= Problem =
Reproduce, with no alteration, the span of lines that begins at the line containing "Wildlife camera triggered — scan the photo above for stone" and ends at the last line of the records, both ends included, and nothing else.

= Study material =
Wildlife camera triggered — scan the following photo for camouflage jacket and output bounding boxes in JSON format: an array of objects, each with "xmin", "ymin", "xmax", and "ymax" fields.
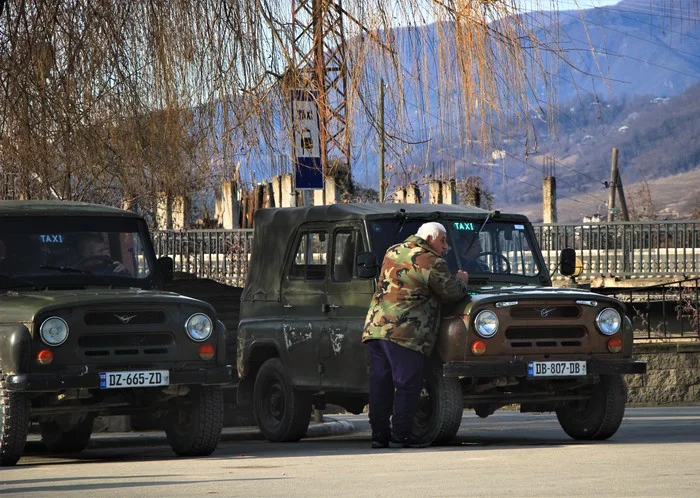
[{"xmin": 362, "ymin": 234, "xmax": 468, "ymax": 355}]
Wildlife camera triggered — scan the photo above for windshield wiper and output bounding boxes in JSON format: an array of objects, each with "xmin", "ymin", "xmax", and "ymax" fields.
[
  {"xmin": 0, "ymin": 274, "xmax": 39, "ymax": 289},
  {"xmin": 39, "ymin": 265, "xmax": 91, "ymax": 274}
]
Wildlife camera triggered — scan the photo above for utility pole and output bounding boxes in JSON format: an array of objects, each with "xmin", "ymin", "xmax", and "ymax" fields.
[
  {"xmin": 607, "ymin": 148, "xmax": 619, "ymax": 222},
  {"xmin": 379, "ymin": 78, "xmax": 385, "ymax": 202},
  {"xmin": 615, "ymin": 159, "xmax": 630, "ymax": 221},
  {"xmin": 542, "ymin": 156, "xmax": 557, "ymax": 223}
]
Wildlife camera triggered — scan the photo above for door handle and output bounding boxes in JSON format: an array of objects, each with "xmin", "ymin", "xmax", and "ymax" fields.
[
  {"xmin": 328, "ymin": 304, "xmax": 341, "ymax": 309},
  {"xmin": 283, "ymin": 304, "xmax": 293, "ymax": 308}
]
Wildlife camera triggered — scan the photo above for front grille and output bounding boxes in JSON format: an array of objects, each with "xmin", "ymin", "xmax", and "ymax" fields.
[
  {"xmin": 78, "ymin": 332, "xmax": 174, "ymax": 357},
  {"xmin": 510, "ymin": 305, "xmax": 580, "ymax": 319},
  {"xmin": 84, "ymin": 311, "xmax": 166, "ymax": 326},
  {"xmin": 505, "ymin": 326, "xmax": 586, "ymax": 348}
]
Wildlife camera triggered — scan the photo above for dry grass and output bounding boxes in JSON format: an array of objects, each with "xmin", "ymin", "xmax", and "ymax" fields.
[{"xmin": 508, "ymin": 168, "xmax": 700, "ymax": 222}]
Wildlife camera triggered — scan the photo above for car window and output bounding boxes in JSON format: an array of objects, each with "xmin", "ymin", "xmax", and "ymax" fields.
[
  {"xmin": 0, "ymin": 217, "xmax": 153, "ymax": 285},
  {"xmin": 332, "ymin": 230, "xmax": 364, "ymax": 282},
  {"xmin": 289, "ymin": 230, "xmax": 328, "ymax": 280}
]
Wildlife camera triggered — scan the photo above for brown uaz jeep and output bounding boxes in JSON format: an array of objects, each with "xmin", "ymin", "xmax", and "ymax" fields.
[
  {"xmin": 0, "ymin": 201, "xmax": 232, "ymax": 466},
  {"xmin": 236, "ymin": 203, "xmax": 646, "ymax": 444}
]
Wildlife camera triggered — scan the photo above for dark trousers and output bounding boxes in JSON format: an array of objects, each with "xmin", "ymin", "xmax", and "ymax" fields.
[{"xmin": 366, "ymin": 339, "xmax": 425, "ymax": 439}]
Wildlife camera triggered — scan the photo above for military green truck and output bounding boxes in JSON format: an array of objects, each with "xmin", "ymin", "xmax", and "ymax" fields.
[
  {"xmin": 0, "ymin": 201, "xmax": 232, "ymax": 466},
  {"xmin": 236, "ymin": 203, "xmax": 646, "ymax": 444}
]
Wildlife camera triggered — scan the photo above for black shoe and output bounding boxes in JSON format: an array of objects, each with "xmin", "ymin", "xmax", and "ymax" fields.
[
  {"xmin": 371, "ymin": 432, "xmax": 389, "ymax": 449},
  {"xmin": 388, "ymin": 434, "xmax": 431, "ymax": 449},
  {"xmin": 371, "ymin": 438, "xmax": 389, "ymax": 449}
]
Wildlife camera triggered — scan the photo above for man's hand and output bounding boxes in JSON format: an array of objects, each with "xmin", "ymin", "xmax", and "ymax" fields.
[{"xmin": 456, "ymin": 270, "xmax": 469, "ymax": 283}]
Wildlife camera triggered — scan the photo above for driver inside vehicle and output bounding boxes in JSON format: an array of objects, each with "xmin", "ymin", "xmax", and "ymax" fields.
[
  {"xmin": 457, "ymin": 232, "xmax": 490, "ymax": 273},
  {"xmin": 78, "ymin": 232, "xmax": 128, "ymax": 274}
]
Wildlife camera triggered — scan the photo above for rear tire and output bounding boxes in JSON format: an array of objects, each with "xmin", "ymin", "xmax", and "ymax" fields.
[
  {"xmin": 0, "ymin": 373, "xmax": 30, "ymax": 466},
  {"xmin": 165, "ymin": 385, "xmax": 224, "ymax": 456},
  {"xmin": 556, "ymin": 374, "xmax": 627, "ymax": 440},
  {"xmin": 253, "ymin": 358, "xmax": 311, "ymax": 442},
  {"xmin": 412, "ymin": 365, "xmax": 464, "ymax": 445},
  {"xmin": 40, "ymin": 414, "xmax": 94, "ymax": 453}
]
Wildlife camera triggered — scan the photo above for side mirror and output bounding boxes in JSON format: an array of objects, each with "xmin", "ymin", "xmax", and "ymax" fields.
[
  {"xmin": 158, "ymin": 256, "xmax": 174, "ymax": 284},
  {"xmin": 559, "ymin": 248, "xmax": 582, "ymax": 277},
  {"xmin": 356, "ymin": 251, "xmax": 379, "ymax": 279}
]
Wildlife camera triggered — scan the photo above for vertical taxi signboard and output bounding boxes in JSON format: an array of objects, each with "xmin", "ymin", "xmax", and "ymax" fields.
[{"xmin": 290, "ymin": 88, "xmax": 323, "ymax": 190}]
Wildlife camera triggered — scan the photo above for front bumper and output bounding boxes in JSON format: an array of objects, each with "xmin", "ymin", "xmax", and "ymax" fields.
[
  {"xmin": 5, "ymin": 365, "xmax": 233, "ymax": 392},
  {"xmin": 443, "ymin": 359, "xmax": 647, "ymax": 377}
]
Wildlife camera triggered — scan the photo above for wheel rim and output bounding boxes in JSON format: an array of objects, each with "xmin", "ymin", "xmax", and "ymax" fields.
[
  {"xmin": 413, "ymin": 384, "xmax": 433, "ymax": 435},
  {"xmin": 263, "ymin": 381, "xmax": 285, "ymax": 424}
]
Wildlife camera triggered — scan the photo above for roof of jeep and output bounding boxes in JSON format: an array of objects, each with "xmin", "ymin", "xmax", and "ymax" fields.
[
  {"xmin": 0, "ymin": 200, "xmax": 140, "ymax": 218},
  {"xmin": 244, "ymin": 203, "xmax": 526, "ymax": 302}
]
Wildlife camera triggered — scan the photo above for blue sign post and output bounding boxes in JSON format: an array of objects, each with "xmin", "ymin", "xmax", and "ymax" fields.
[{"xmin": 291, "ymin": 89, "xmax": 323, "ymax": 190}]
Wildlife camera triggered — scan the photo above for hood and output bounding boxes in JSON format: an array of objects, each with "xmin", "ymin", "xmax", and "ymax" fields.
[
  {"xmin": 467, "ymin": 284, "xmax": 621, "ymax": 306},
  {"xmin": 0, "ymin": 288, "xmax": 212, "ymax": 323}
]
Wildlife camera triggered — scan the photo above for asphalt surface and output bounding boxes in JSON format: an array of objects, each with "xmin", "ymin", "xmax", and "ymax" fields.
[
  {"xmin": 6, "ymin": 406, "xmax": 700, "ymax": 497},
  {"xmin": 23, "ymin": 415, "xmax": 357, "ymax": 453}
]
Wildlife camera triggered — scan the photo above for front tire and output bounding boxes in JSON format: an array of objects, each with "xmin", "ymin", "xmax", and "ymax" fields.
[
  {"xmin": 556, "ymin": 374, "xmax": 627, "ymax": 440},
  {"xmin": 0, "ymin": 373, "xmax": 30, "ymax": 467},
  {"xmin": 253, "ymin": 358, "xmax": 311, "ymax": 442},
  {"xmin": 40, "ymin": 414, "xmax": 94, "ymax": 453},
  {"xmin": 165, "ymin": 385, "xmax": 224, "ymax": 456},
  {"xmin": 413, "ymin": 365, "xmax": 464, "ymax": 445}
]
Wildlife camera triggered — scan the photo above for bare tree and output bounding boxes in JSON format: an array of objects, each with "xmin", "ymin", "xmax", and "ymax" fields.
[{"xmin": 0, "ymin": 1, "xmax": 585, "ymax": 221}]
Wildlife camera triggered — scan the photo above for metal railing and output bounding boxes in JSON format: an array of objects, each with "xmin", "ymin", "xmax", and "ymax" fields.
[
  {"xmin": 153, "ymin": 221, "xmax": 700, "ymax": 286},
  {"xmin": 534, "ymin": 221, "xmax": 700, "ymax": 280},
  {"xmin": 152, "ymin": 229, "xmax": 254, "ymax": 287},
  {"xmin": 152, "ymin": 222, "xmax": 700, "ymax": 342},
  {"xmin": 595, "ymin": 277, "xmax": 700, "ymax": 340}
]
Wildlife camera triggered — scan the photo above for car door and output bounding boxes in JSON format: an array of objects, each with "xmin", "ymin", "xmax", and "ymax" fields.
[
  {"xmin": 280, "ymin": 225, "xmax": 329, "ymax": 389},
  {"xmin": 321, "ymin": 225, "xmax": 375, "ymax": 391}
]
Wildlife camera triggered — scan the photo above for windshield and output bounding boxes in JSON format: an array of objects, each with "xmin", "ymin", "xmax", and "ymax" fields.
[
  {"xmin": 367, "ymin": 218, "xmax": 542, "ymax": 280},
  {"xmin": 0, "ymin": 216, "xmax": 154, "ymax": 289}
]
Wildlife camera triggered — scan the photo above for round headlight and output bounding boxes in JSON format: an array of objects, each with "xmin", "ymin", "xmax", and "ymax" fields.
[
  {"xmin": 596, "ymin": 307, "xmax": 621, "ymax": 336},
  {"xmin": 474, "ymin": 310, "xmax": 499, "ymax": 338},
  {"xmin": 185, "ymin": 313, "xmax": 213, "ymax": 342},
  {"xmin": 40, "ymin": 317, "xmax": 69, "ymax": 346}
]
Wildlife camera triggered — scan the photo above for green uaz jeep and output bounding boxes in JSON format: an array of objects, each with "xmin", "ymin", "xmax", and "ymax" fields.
[
  {"xmin": 0, "ymin": 201, "xmax": 232, "ymax": 466},
  {"xmin": 236, "ymin": 203, "xmax": 646, "ymax": 444}
]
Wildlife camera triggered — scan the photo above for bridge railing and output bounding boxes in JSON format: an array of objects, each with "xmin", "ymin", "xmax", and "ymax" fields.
[
  {"xmin": 152, "ymin": 229, "xmax": 254, "ymax": 287},
  {"xmin": 534, "ymin": 221, "xmax": 700, "ymax": 280},
  {"xmin": 595, "ymin": 277, "xmax": 700, "ymax": 341},
  {"xmin": 152, "ymin": 221, "xmax": 700, "ymax": 286}
]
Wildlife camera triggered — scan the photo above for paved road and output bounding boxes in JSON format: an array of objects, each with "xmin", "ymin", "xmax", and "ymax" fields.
[{"xmin": 2, "ymin": 406, "xmax": 700, "ymax": 497}]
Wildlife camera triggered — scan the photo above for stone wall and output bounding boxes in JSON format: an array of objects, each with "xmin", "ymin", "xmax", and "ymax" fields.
[{"xmin": 627, "ymin": 342, "xmax": 700, "ymax": 405}]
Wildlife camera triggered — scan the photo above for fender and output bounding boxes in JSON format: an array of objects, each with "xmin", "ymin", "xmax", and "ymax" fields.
[
  {"xmin": 236, "ymin": 340, "xmax": 280, "ymax": 407},
  {"xmin": 0, "ymin": 325, "xmax": 32, "ymax": 374}
]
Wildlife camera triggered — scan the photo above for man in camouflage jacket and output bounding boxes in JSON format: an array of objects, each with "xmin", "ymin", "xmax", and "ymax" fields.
[{"xmin": 362, "ymin": 222, "xmax": 469, "ymax": 448}]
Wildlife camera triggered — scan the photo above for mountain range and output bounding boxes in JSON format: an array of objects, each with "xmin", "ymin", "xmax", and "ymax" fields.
[{"xmin": 349, "ymin": 0, "xmax": 700, "ymax": 222}]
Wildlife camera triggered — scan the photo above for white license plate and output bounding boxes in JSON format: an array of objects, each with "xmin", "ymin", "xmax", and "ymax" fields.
[
  {"xmin": 527, "ymin": 361, "xmax": 587, "ymax": 377},
  {"xmin": 99, "ymin": 370, "xmax": 169, "ymax": 389}
]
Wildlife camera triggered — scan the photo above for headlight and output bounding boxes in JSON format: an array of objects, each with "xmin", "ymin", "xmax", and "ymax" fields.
[
  {"xmin": 40, "ymin": 317, "xmax": 69, "ymax": 346},
  {"xmin": 596, "ymin": 307, "xmax": 621, "ymax": 336},
  {"xmin": 474, "ymin": 310, "xmax": 499, "ymax": 338},
  {"xmin": 185, "ymin": 313, "xmax": 213, "ymax": 342}
]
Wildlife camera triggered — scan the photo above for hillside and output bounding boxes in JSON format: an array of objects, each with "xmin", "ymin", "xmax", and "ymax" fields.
[
  {"xmin": 350, "ymin": 0, "xmax": 700, "ymax": 220},
  {"xmin": 489, "ymin": 81, "xmax": 700, "ymax": 220}
]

= Exercise output =
Wildlife camera triggered — scan the photo above for stone wall and output bounding boxes in JSON format: an array of objects, each with "xmin", "ymin", "xmax", and "ymax" fields.
[{"xmin": 627, "ymin": 342, "xmax": 700, "ymax": 405}]
Wildlife camera triggered — scan the photo above for fender and output bounding boxes in JSON format: an array of objects, each with "xmin", "ymin", "xmax", and "ymax" fields.
[
  {"xmin": 236, "ymin": 340, "xmax": 280, "ymax": 407},
  {"xmin": 0, "ymin": 325, "xmax": 32, "ymax": 374}
]
Wildlife camera triggered — scan the photo above for man in camouflage jacket and output bounding boxes in JSON format: an array of objects, each with "xmin", "ymin", "xmax", and "ymax" fields.
[{"xmin": 362, "ymin": 222, "xmax": 469, "ymax": 448}]
Wildlife camera triggered — scan the photo above for mountain range and output bounding boxes in JSON format: an array of objects, each with "xmin", "ymin", "xmax", and "ymax" fields.
[{"xmin": 349, "ymin": 0, "xmax": 700, "ymax": 222}]
Wildlife camera triggered — scan the photo above for white license plate and output bounding boxes in JSON format: an array of objects, each with "xmin", "ymin", "xmax", and "ymax" fields.
[
  {"xmin": 527, "ymin": 361, "xmax": 587, "ymax": 377},
  {"xmin": 99, "ymin": 370, "xmax": 169, "ymax": 389}
]
Wildlife camera triggered — scan the photo above for headlight and output bounding boxes in JSON format: an array of objects, each with "xmin", "ymin", "xmax", and "ymax" fields.
[
  {"xmin": 40, "ymin": 317, "xmax": 69, "ymax": 346},
  {"xmin": 596, "ymin": 307, "xmax": 621, "ymax": 336},
  {"xmin": 474, "ymin": 310, "xmax": 499, "ymax": 338},
  {"xmin": 185, "ymin": 313, "xmax": 213, "ymax": 342}
]
Wildlife camera triggered — scan the photo above for hillside and output bounding boxes in JSON format: an array of objects, each with "xmin", "ymin", "xmax", and "ymax" fields.
[
  {"xmin": 350, "ymin": 0, "xmax": 700, "ymax": 220},
  {"xmin": 489, "ymin": 81, "xmax": 700, "ymax": 220}
]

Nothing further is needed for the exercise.